◆ Problem statement
Filter the lines below down to those containing the word "clicks", treating uppercase and lowercase as different, and copy each matching line in full.

◆ Saved entries
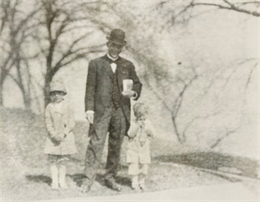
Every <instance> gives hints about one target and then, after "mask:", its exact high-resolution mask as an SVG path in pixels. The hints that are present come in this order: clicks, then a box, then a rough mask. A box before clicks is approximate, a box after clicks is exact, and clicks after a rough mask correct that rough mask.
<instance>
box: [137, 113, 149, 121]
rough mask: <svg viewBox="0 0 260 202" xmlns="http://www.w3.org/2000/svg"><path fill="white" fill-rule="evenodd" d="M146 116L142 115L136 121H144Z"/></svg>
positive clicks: (145, 114) (143, 114)
mask: <svg viewBox="0 0 260 202" xmlns="http://www.w3.org/2000/svg"><path fill="white" fill-rule="evenodd" d="M146 116H147V115H146V114H142V115H141V116H138V117H137V120H138V121H141V122H143V121H145V120H146Z"/></svg>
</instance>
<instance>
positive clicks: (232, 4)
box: [192, 0, 260, 17]
mask: <svg viewBox="0 0 260 202" xmlns="http://www.w3.org/2000/svg"><path fill="white" fill-rule="evenodd" d="M223 2H225V3H226V4H228V5H229V6H224V5H221V4H215V3H193V4H192V5H193V6H214V7H218V8H220V9H224V10H231V11H237V12H240V13H244V14H249V15H252V16H255V17H260V13H259V12H257V11H249V10H246V9H243V8H239V7H237V6H236V5H235V4H232V3H230V2H229V1H227V0H223Z"/></svg>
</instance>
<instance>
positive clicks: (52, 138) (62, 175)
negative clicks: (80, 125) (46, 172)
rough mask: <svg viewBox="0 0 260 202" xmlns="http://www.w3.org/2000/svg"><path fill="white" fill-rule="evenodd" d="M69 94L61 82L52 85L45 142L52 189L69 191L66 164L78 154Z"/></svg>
mask: <svg viewBox="0 0 260 202" xmlns="http://www.w3.org/2000/svg"><path fill="white" fill-rule="evenodd" d="M66 94H67V91H66V89H65V86H64V85H63V83H61V82H52V83H51V85H50V98H51V103H49V104H48V105H47V107H46V109H45V123H46V128H47V130H48V136H47V138H46V141H45V148H44V153H45V154H48V160H49V162H50V170H51V178H52V188H53V189H59V188H62V189H68V186H67V184H66V180H65V179H66V162H67V161H68V160H69V158H70V155H71V154H74V153H76V152H77V150H76V145H75V140H74V134H73V133H72V129H73V128H74V126H75V120H74V115H73V111H72V110H71V109H70V107H69V106H68V104H67V103H66V101H65V100H64V96H65V95H66Z"/></svg>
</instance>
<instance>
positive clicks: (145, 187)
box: [140, 182, 147, 191]
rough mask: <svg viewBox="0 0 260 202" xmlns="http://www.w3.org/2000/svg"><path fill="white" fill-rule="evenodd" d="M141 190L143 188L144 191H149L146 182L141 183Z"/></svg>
mask: <svg viewBox="0 0 260 202" xmlns="http://www.w3.org/2000/svg"><path fill="white" fill-rule="evenodd" d="M140 188H141V190H142V191H146V190H147V187H146V185H145V183H144V182H143V183H140Z"/></svg>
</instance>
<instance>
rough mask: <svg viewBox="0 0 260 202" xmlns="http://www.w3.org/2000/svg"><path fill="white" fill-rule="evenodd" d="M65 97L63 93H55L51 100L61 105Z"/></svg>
mask: <svg viewBox="0 0 260 202" xmlns="http://www.w3.org/2000/svg"><path fill="white" fill-rule="evenodd" d="M64 95H65V93H64V92H62V91H53V92H51V93H50V96H51V100H52V102H54V103H60V102H61V101H62V100H63V96H64Z"/></svg>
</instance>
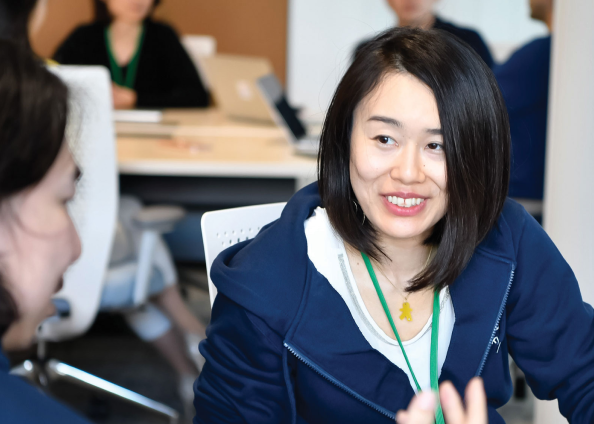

◆ Answer
Every <instance> gives hints about one target and then, after "mask:", its exact high-resolution mask as an SVG path in pixels. The hints that are present come in this order: clicks, then a box, then a rough mask. A box before clicks is approximate, a box after clicks is exact, and clicks after a rough mask correct that rough mask.
positive clicks: (145, 114) (143, 114)
positive clicks: (232, 4)
positive clicks: (52, 138) (62, 175)
negative clicks: (80, 125) (46, 172)
positive clicks: (145, 187)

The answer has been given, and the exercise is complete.